**TASK DETAILS**
After locating the line that contains "Help a blind user: the screenshot is below. Find the green", output that line and each one following it, exactly, to the end of the entries. No pictures.

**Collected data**
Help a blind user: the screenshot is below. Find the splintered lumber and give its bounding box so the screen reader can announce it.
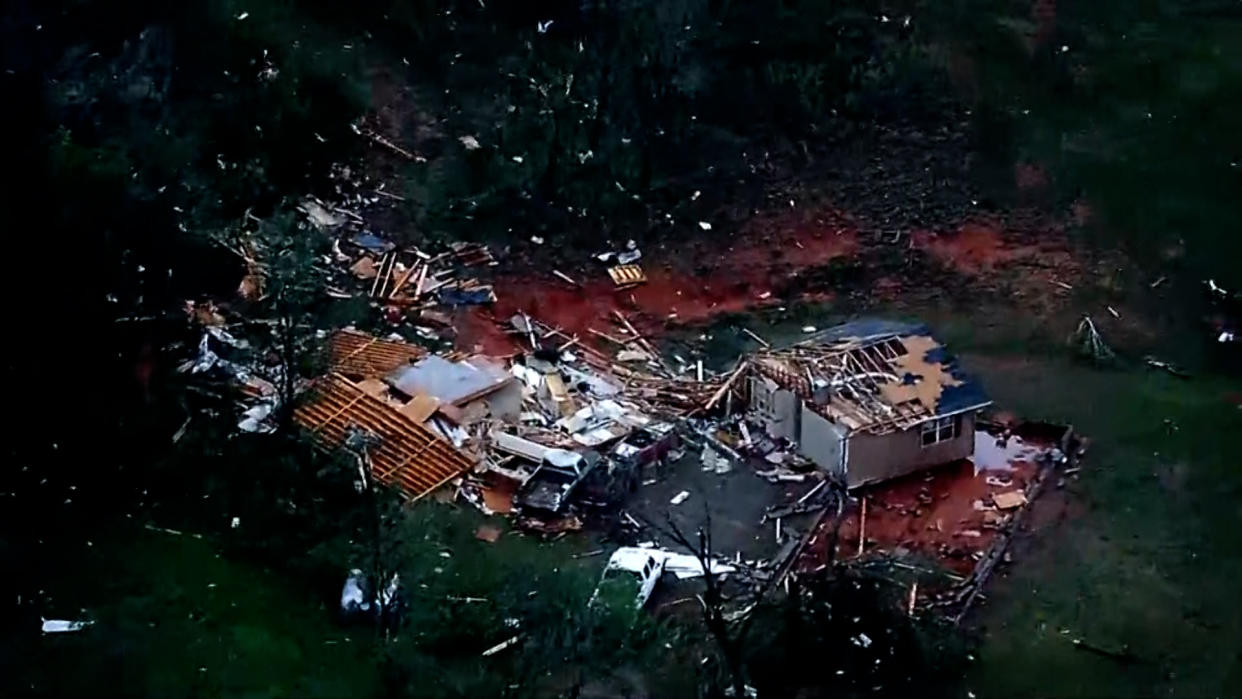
[611,310,670,375]
[704,362,748,411]
[552,270,580,287]
[361,129,418,161]
[741,327,771,348]
[370,253,391,297]
[588,328,631,346]
[389,261,421,298]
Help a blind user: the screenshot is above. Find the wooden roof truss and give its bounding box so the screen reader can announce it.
[753,335,936,435]
[293,374,474,500]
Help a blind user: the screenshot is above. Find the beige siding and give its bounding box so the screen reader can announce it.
[750,375,800,441]
[844,412,977,488]
[799,405,847,477]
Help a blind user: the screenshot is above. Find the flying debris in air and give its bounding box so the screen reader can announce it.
[537,20,554,34]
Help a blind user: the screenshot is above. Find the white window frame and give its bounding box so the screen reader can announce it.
[920,415,960,447]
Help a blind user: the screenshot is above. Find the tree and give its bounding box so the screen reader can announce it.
[221,205,330,429]
[658,508,760,699]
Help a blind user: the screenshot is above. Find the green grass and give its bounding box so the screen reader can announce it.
[710,297,1242,696]
[963,351,1242,697]
[12,528,379,698]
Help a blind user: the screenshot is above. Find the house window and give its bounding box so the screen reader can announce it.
[920,415,961,447]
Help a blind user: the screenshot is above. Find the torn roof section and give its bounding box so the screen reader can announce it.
[327,329,426,378]
[755,318,990,434]
[386,354,513,406]
[292,374,474,499]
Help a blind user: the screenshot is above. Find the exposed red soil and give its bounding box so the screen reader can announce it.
[456,207,1090,354]
[800,429,1054,576]
[458,215,859,352]
[912,222,1017,273]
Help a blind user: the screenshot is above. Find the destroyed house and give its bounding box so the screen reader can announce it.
[748,320,991,488]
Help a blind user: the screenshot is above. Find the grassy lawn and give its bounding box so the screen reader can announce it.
[9,528,379,698]
[964,350,1242,697]
[731,297,1242,695]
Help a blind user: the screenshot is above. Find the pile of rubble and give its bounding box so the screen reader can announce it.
[286,317,735,534]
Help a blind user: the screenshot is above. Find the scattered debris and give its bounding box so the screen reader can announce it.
[475,524,503,543]
[1144,356,1190,379]
[608,264,648,290]
[481,635,521,657]
[670,490,690,506]
[992,491,1027,510]
[41,618,93,634]
[1073,316,1115,363]
[552,269,579,287]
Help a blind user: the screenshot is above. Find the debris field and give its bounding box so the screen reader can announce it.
[179,197,1086,621]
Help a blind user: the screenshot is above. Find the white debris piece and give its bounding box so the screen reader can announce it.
[802,326,817,333]
[42,618,93,634]
[459,135,482,150]
[670,490,690,506]
[700,446,719,472]
[237,402,275,433]
[698,221,712,231]
[481,635,521,656]
[851,633,872,648]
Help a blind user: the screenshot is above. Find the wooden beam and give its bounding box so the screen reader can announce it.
[307,391,366,435]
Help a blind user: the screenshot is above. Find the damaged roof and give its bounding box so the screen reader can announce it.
[293,374,474,499]
[327,329,426,378]
[755,319,989,434]
[385,355,513,406]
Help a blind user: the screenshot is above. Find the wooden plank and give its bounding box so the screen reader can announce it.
[389,260,420,298]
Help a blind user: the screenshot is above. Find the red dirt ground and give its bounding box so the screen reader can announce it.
[456,214,859,353]
[912,222,1017,273]
[451,191,1089,357]
[800,428,1053,576]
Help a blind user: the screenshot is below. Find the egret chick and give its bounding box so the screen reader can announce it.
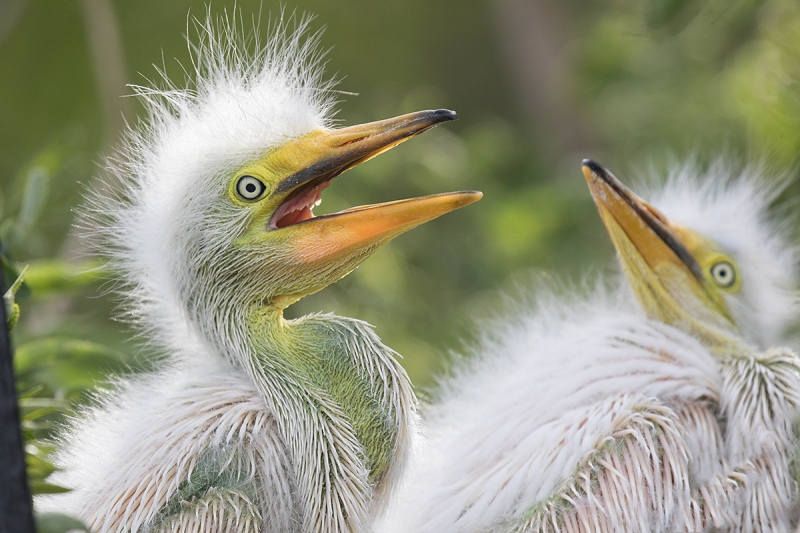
[388,160,800,532]
[41,15,480,533]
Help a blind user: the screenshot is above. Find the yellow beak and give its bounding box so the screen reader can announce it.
[582,159,703,283]
[272,109,460,200]
[291,191,481,262]
[271,110,482,263]
[582,159,738,342]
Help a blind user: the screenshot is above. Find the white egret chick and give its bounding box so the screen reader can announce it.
[41,16,481,533]
[388,160,799,532]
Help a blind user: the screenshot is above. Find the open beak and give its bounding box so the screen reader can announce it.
[270,109,482,262]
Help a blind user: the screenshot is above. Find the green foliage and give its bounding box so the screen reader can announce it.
[5,264,27,329]
[0,144,116,532]
[644,0,706,32]
[23,260,107,297]
[1,144,68,254]
[572,0,800,168]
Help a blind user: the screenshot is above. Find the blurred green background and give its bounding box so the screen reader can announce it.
[3,0,800,519]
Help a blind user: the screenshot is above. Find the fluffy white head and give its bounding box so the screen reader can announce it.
[85,13,336,360]
[642,160,799,349]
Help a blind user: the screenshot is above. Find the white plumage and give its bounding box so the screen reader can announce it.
[37,6,797,531]
[89,15,333,360]
[385,162,800,532]
[39,12,480,532]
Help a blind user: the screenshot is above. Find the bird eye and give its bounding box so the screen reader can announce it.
[235,175,266,201]
[710,261,736,288]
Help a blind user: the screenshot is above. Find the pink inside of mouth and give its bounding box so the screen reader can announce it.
[271,181,332,229]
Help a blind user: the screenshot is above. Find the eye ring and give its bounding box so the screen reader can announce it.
[710,260,736,288]
[235,175,266,201]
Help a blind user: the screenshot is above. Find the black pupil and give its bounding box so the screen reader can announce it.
[713,263,734,285]
[245,182,257,194]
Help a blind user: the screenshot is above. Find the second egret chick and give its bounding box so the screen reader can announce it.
[388,160,800,532]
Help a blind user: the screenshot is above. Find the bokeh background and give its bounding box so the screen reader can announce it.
[3,0,800,520]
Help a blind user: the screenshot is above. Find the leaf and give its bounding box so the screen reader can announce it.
[18,384,45,399]
[23,259,108,296]
[16,166,50,239]
[14,337,124,376]
[30,482,72,495]
[19,398,67,410]
[4,264,28,329]
[0,254,31,301]
[21,406,64,422]
[644,0,709,32]
[6,144,67,249]
[6,302,20,330]
[26,453,57,480]
[35,512,88,533]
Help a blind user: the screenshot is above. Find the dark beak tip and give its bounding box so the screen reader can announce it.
[582,158,606,175]
[433,109,458,122]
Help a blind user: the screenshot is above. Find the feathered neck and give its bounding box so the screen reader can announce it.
[234,307,417,532]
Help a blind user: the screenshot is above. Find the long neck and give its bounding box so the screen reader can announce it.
[239,305,416,532]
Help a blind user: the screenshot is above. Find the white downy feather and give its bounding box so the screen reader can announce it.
[384,163,800,532]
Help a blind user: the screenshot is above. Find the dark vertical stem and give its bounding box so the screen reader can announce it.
[490,0,595,153]
[78,0,130,153]
[0,273,34,532]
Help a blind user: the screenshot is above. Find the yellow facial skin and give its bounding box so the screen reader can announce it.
[582,160,744,352]
[225,109,482,309]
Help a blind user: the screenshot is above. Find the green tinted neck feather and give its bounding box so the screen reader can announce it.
[246,307,399,483]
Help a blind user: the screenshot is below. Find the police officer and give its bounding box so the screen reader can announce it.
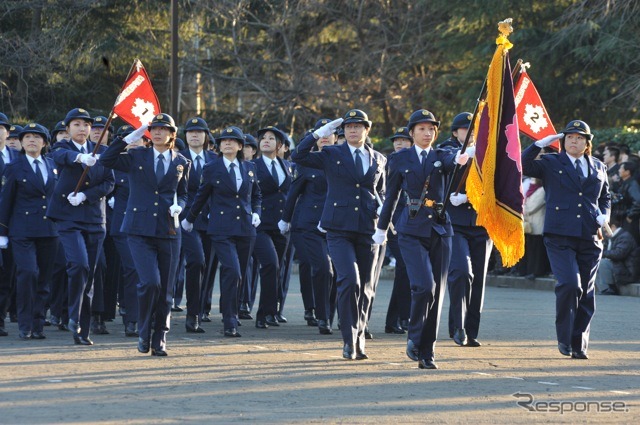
[108,124,143,337]
[100,114,189,356]
[522,120,610,360]
[47,108,115,346]
[90,116,114,144]
[292,109,386,360]
[439,112,494,347]
[182,126,261,338]
[373,109,471,369]
[251,126,292,329]
[280,118,337,334]
[6,125,23,150]
[0,124,58,339]
[238,133,258,319]
[179,117,216,333]
[51,120,69,143]
[384,126,413,334]
[0,112,19,336]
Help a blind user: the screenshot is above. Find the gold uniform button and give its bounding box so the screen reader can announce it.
[578,204,582,207]
[428,215,433,219]
[355,196,360,199]
[133,208,137,211]
[42,206,46,209]
[139,166,143,170]
[354,207,359,211]
[356,184,360,188]
[155,191,158,195]
[220,211,224,215]
[42,196,46,199]
[578,192,583,196]
[577,215,581,218]
[467,206,472,209]
[154,202,158,206]
[559,170,563,174]
[43,217,47,220]
[334,202,337,206]
[555,207,559,210]
[311,175,315,178]
[236,206,240,209]
[236,216,240,220]
[85,182,89,186]
[236,195,239,199]
[120,179,125,183]
[279,199,283,203]
[153,213,157,217]
[25,212,29,215]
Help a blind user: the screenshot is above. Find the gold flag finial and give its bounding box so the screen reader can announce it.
[496,18,514,50]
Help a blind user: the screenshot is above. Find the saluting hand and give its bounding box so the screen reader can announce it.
[313,118,343,139]
[535,133,563,148]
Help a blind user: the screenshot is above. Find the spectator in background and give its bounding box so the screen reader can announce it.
[596,213,638,295]
[522,175,551,280]
[603,145,621,191]
[617,161,640,245]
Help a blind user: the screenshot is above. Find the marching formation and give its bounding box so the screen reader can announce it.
[0,106,610,368]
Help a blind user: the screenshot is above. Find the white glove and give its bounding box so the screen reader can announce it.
[169,205,182,216]
[181,219,193,232]
[107,197,115,209]
[596,214,607,227]
[67,192,87,206]
[78,153,97,167]
[376,205,382,216]
[252,213,261,228]
[0,236,8,249]
[450,192,468,206]
[124,124,148,144]
[535,133,563,148]
[372,228,387,245]
[455,151,470,166]
[464,146,476,158]
[317,222,327,233]
[278,220,290,235]
[313,118,343,139]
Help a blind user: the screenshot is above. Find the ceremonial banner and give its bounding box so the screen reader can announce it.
[514,69,558,148]
[113,59,160,133]
[466,33,524,267]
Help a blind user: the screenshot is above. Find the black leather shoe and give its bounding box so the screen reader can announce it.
[385,324,406,334]
[151,348,168,357]
[31,331,46,340]
[255,320,268,329]
[58,323,69,331]
[0,327,7,337]
[138,338,150,353]
[44,319,51,327]
[265,315,279,327]
[318,320,333,335]
[418,359,438,369]
[453,328,467,346]
[200,313,212,322]
[466,338,481,347]
[125,322,139,337]
[364,328,373,340]
[91,315,109,335]
[307,317,318,326]
[224,328,241,337]
[304,309,317,326]
[9,313,17,323]
[558,342,572,356]
[406,339,419,361]
[355,348,369,360]
[19,331,32,340]
[342,343,355,360]
[571,351,589,359]
[74,336,94,346]
[239,311,253,320]
[185,316,205,333]
[275,313,288,323]
[171,305,183,312]
[400,319,409,331]
[49,315,61,326]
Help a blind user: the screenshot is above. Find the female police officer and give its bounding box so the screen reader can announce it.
[522,120,610,360]
[100,114,189,356]
[181,126,261,338]
[0,124,58,340]
[373,109,470,369]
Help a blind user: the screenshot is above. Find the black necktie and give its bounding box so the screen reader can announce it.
[80,146,86,154]
[354,149,364,179]
[156,154,165,184]
[229,163,238,191]
[0,151,4,166]
[195,155,202,175]
[575,159,584,179]
[271,160,280,185]
[34,159,45,185]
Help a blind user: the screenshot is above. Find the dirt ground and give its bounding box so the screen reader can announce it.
[0,277,638,424]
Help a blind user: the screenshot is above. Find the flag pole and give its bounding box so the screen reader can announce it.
[73,59,140,195]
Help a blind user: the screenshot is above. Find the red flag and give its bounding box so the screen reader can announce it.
[514,69,558,148]
[113,60,161,132]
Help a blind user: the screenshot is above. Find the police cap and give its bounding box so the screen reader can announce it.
[64,108,94,126]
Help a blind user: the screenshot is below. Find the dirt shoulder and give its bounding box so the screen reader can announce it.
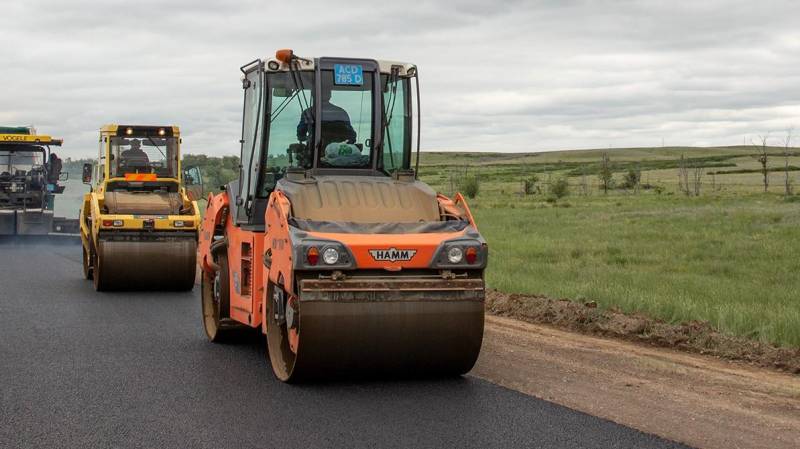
[473,315,800,449]
[485,290,800,374]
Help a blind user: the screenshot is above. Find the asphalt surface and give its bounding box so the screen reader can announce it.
[0,239,688,449]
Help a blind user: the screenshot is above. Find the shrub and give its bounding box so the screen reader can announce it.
[523,175,540,195]
[785,195,800,203]
[620,169,640,189]
[459,175,480,199]
[550,177,570,199]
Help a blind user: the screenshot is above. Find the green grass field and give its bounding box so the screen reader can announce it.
[416,146,800,348]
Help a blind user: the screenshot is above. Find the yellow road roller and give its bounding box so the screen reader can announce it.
[79,124,201,291]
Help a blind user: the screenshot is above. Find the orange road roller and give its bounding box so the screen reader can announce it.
[198,50,488,381]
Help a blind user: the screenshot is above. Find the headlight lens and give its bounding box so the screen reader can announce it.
[431,239,486,268]
[294,238,354,270]
[447,246,464,264]
[322,247,340,265]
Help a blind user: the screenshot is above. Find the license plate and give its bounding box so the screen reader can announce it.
[334,64,363,86]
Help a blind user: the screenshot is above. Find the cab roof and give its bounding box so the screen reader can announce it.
[100,124,180,136]
[242,52,417,77]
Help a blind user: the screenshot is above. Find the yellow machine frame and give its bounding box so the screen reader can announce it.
[80,124,200,291]
[80,124,199,236]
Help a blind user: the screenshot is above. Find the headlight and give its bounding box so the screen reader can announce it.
[322,247,340,265]
[430,238,487,269]
[292,237,354,270]
[447,247,463,264]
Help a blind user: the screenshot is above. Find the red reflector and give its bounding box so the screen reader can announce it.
[465,247,478,264]
[307,247,319,265]
[102,220,113,227]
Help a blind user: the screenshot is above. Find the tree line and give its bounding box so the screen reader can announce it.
[62,154,242,192]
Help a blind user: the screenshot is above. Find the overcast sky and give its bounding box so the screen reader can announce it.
[2,0,799,158]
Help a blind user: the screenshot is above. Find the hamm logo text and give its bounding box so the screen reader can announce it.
[369,248,417,262]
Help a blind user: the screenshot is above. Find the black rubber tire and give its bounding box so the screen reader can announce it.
[202,254,231,342]
[82,245,94,281]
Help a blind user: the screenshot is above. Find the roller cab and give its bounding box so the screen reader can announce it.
[80,125,200,290]
[198,51,487,381]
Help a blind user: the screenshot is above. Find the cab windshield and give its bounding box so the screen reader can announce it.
[252,64,414,197]
[263,69,375,171]
[315,69,374,169]
[0,148,44,177]
[110,137,177,178]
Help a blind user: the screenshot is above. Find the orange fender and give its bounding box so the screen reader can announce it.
[198,190,230,274]
[261,190,295,332]
[437,193,479,229]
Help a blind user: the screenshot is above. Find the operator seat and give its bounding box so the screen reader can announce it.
[320,121,356,150]
[120,142,151,171]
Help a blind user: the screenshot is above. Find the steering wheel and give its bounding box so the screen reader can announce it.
[287,142,313,168]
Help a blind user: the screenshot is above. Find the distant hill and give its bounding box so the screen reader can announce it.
[416,145,794,167]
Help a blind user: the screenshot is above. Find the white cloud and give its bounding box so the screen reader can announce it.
[1,0,799,157]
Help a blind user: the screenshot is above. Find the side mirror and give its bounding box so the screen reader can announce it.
[183,166,205,201]
[82,163,93,184]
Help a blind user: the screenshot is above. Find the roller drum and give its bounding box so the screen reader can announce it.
[95,234,196,291]
[300,300,483,376]
[268,280,485,381]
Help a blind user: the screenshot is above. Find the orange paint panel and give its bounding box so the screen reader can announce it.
[198,187,484,334]
[230,307,251,326]
[197,191,230,274]
[304,230,468,269]
[225,223,255,314]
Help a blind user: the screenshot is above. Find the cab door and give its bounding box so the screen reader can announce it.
[235,63,266,225]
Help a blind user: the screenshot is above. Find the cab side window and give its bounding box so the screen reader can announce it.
[257,71,312,197]
[381,75,409,173]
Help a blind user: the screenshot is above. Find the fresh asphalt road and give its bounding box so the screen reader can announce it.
[0,240,688,449]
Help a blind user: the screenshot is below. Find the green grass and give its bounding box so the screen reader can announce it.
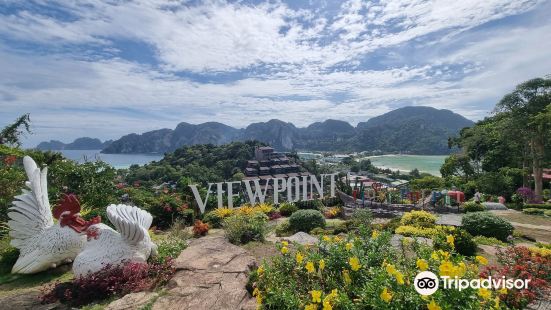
[473,236,507,247]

**EXPECTED OUTPUT**
Help a blind user: the screenshot is below. Find the green grass and give its bounding box so the screen reader can announce it.
[473,236,507,247]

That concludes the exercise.